◆ Challenge: Rewrite the records starting at the line containing "Annotation task — mark the person with" and ending at the line containing "Target: cumulus cloud", swapping "Annotation task" for "Labeling task" and leaving everything else unchanged.

A run of records
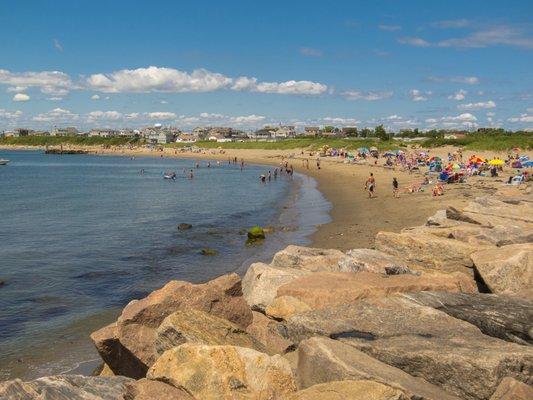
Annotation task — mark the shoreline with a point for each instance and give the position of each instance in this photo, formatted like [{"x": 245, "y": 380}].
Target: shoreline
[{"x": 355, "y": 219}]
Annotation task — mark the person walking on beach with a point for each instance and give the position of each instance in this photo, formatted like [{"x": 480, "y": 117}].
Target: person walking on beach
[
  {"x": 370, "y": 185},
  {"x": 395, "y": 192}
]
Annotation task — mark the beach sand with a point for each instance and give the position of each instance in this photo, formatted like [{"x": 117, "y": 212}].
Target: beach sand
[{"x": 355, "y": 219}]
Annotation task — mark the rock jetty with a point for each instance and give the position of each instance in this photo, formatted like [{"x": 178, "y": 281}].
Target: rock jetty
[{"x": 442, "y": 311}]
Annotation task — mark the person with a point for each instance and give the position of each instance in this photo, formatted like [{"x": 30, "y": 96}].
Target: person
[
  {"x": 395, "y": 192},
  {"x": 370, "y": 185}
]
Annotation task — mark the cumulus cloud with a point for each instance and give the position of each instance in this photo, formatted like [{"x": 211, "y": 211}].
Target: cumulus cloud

* * *

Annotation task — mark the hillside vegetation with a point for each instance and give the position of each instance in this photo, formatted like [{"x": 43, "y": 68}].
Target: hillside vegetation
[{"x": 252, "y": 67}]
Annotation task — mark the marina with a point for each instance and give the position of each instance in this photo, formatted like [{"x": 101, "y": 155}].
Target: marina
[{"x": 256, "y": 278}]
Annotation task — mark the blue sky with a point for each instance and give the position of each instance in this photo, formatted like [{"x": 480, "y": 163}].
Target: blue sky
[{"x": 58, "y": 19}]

◆ Solved problem:
Labeling task — mark the person with a point for each instance and give the position of each instance in this photo, formatted like [{"x": 30, "y": 96}].
Target: person
[
  {"x": 395, "y": 192},
  {"x": 370, "y": 185}
]
Labeling task — mark the cumulus cloud with a point for each instance and give the position of each instance in this photo, formatted like [{"x": 211, "y": 211}].
Target: cumulus cloud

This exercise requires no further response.